### Study text
⟨

Past Awardee

Efficient Parallelization of a Risk Management Model on the NT Supercluster

Barbara Minsker

College: Engineering
Award year: 1999-2000

The objective of this proposal is to investigate computationally-efficient methods for parallelization of a risk-based corrective action (RBCA) design model using distributed, commodity computers. The model uses a noisy genetic algorithm (GA), a groundwater fate and transport simulation model, and an exposure and risk assessment model to identify cost-effective, reliable strategies for cleaning up contaminated groundwater under conditions of uncertainty. The model represents a considerable advance to the groundwater management field, allowing cost tradeoffs to be made among short- and long-term solutions to contamination problems at thousands of sites. Before the model can be applied to large-scale field sites, however, an efficient parallel version of the code must be developed. Given that the ultimate users of the model will be practitioners and government regulators, who will most likely have access to networks of commodity computers, the parallel version of the code will be developed on NCSA's NT supercluster.

⟩

[Saved data entries]
⟨

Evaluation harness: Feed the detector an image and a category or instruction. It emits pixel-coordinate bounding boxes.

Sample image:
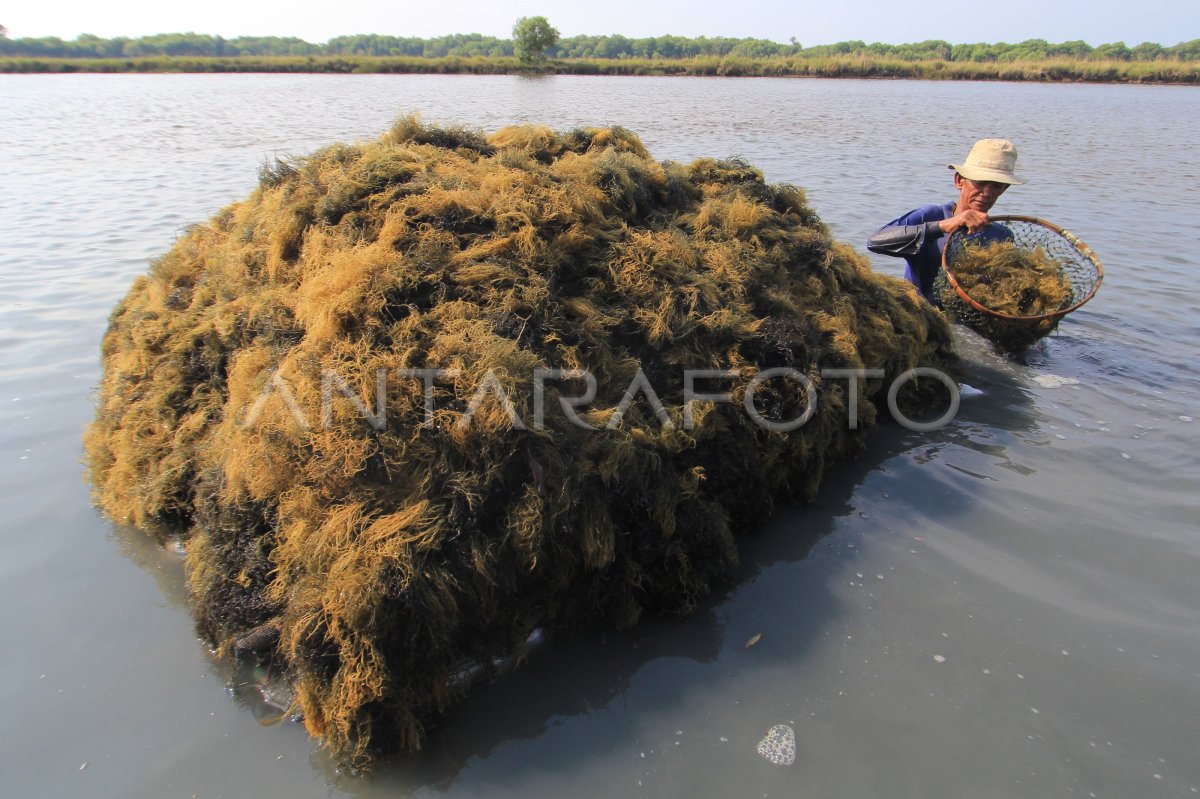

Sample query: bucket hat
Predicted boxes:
[950,139,1025,185]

⟩

### What you should do
Answer these questions from the project summary, one per line, numbered 1., 2., 3.:
1. Which college is listed for the award?
2. What are the three components the RBCA design model uses?
3. On what system will the parallel version of the code be developed?
The records have no connection to the text.

### The answer
1. Engineering
2. A noisy genetic algorithm (GA), a groundwater fate and transport simulation model, and an exposure and risk assessment model
3. NCSA's NT supercluster